[Collected data]
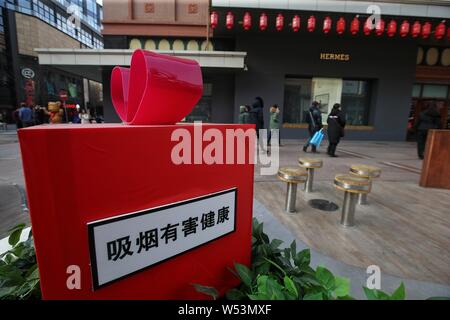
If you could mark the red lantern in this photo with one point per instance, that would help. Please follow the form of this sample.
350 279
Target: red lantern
415 31
340 25
354 26
263 22
404 29
327 25
311 24
214 19
426 30
392 28
280 22
296 23
379 27
440 31
367 27
230 20
247 21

## Instruction
Reproduce all of the data exactly, omitting each picture it holds.

## Complete output
If you could mark the red lantern in this photo with one point per instance, that would help. Please follow the form of this sample.
350 279
Target: red lantern
415 31
340 25
354 26
263 22
404 29
327 25
311 24
214 19
426 30
392 28
280 22
296 23
379 27
440 31
367 27
230 20
247 21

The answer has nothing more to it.